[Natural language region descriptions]

-=-=-=-=-

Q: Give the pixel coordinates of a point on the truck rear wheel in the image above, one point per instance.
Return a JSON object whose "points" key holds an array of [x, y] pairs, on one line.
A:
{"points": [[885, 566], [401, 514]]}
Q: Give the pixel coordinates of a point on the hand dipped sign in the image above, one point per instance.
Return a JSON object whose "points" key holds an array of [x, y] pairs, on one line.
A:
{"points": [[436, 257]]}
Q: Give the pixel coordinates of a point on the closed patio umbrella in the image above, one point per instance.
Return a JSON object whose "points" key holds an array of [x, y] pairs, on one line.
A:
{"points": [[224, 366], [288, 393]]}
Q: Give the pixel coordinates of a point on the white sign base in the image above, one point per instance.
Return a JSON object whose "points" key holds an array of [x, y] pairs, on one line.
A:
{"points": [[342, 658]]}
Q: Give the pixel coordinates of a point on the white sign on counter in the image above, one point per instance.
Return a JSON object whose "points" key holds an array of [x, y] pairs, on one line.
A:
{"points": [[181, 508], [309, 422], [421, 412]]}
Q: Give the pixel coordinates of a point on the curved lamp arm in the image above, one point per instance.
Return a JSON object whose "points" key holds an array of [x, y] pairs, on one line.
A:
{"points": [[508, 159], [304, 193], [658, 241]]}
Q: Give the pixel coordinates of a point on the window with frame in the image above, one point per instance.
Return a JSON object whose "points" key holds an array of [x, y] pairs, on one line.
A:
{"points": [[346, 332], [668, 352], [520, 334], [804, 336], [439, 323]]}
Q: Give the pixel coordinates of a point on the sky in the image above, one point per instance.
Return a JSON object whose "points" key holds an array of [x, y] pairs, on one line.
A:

-=-=-=-=-

## [Your task]
All lines from the beginning of the entries through the line marked "Q: Give the pixel coordinates of a point on the sky" are to be output exactly; nothing else belongs in the answer.

## [Solution]
Q: Give the pixel coordinates of a point on the truck rear wheel in the image above, one point per instance.
Return a JSON object whose "points" key holds an array of [x, y] pairs, on one line.
A:
{"points": [[885, 566], [401, 514]]}
Q: Give the pixel coordinates of a point on the hand dipped sign in the image above, one point per instance.
Return a JSON object whose "points" key holds an array of [x, y] pairs, on one line.
A:
{"points": [[436, 257]]}
Q: Give the pixel coordinates of a point on the closed patio umbrella in the image above, one point per instance.
Return a JSON object whose "points" key holds an array of [x, y] pairs, on one line.
A:
{"points": [[224, 366], [288, 393]]}
Q: Give the pixel coordinates of a point on the white sign base in the image above, one point per instance.
Return a JSON object whose "points" key holds an array of [x, y] pairs, on one line.
A:
{"points": [[342, 658]]}
Q: Give the pixel coordinates of a point on the white sign on counter in the image above, one point per instance.
Return a JSON object whose "points" key holds an array of [x, y] pairs, on one line.
A:
{"points": [[181, 508], [309, 422], [421, 412]]}
Q: Give the pixel coordinates of a point on the curved lamp arm in the image above, one point per instance.
Return a JSON object whose "points" key holds an array of [x, y] pairs, on one line.
A:
{"points": [[508, 159], [304, 193], [658, 241]]}
Q: Give the pixel coordinates of a point on the window with frame in the image above, one point per instance.
Return a JSON object whose "points" key holds an array of [x, y] pairs, on one line.
A:
{"points": [[346, 332], [668, 352], [520, 334], [804, 336], [439, 323]]}
Q: Give the pixel coordinates of a point on the sky in the image above, one point per instance.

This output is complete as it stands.